--- Given exercise ---
Write out, as a numbered list, the lines of the records from the one holding "task: trace the outline of every instance of the black" through the one holding "[[[246,7],[7,9],[7,138],[245,137]]]", both included. Skip blank lines and leave the pictures out.
* BEGIN Data listing *
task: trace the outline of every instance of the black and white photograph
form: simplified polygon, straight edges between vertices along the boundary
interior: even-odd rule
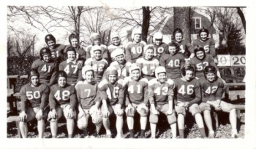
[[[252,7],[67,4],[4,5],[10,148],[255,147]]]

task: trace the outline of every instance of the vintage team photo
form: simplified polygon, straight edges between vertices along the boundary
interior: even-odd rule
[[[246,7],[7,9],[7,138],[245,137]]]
* END Data listing *
* BEGIN Data listing *
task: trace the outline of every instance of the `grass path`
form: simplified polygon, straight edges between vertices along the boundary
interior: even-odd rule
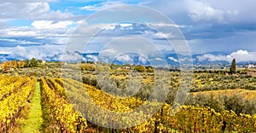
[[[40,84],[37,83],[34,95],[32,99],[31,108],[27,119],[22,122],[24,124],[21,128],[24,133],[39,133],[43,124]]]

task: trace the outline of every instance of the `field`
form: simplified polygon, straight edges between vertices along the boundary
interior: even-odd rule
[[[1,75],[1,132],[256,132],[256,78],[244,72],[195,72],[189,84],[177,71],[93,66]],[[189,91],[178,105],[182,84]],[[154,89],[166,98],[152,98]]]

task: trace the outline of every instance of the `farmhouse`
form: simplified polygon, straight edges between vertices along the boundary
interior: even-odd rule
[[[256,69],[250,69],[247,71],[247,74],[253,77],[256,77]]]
* END Data listing *
* BEGIN Data listing *
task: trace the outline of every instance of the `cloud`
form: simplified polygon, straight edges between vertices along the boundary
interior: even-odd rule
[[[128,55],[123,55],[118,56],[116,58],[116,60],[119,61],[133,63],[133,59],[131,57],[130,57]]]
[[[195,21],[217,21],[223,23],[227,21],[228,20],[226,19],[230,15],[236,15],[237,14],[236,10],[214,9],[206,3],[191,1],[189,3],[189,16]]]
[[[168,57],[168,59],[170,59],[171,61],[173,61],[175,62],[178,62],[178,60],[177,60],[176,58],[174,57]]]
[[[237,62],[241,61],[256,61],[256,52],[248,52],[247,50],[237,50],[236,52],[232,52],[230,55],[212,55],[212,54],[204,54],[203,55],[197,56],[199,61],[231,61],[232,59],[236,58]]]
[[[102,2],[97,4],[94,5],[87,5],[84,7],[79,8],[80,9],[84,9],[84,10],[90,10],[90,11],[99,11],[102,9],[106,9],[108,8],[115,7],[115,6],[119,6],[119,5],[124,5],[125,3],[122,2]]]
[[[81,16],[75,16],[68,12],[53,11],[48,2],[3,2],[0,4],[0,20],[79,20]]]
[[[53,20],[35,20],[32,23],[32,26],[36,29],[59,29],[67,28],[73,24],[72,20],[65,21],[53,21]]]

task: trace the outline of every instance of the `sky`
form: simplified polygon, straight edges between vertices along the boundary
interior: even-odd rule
* END Data listing *
--- Final result ---
1. task: trace the outline of every instance of the black and white photograph
2. form: simplified polygon, straight edges between vertices along the boundary
3. interior: even-odd rule
4. [[[252,7],[67,4],[4,5],[10,148],[255,147]]]
5. task: trace the outline of every instance of the vintage team photo
6. form: simplified polygon, straight edges between vertices along the boundary
7. interior: even-odd rule
8. [[[246,7],[7,9],[7,138],[245,137]]]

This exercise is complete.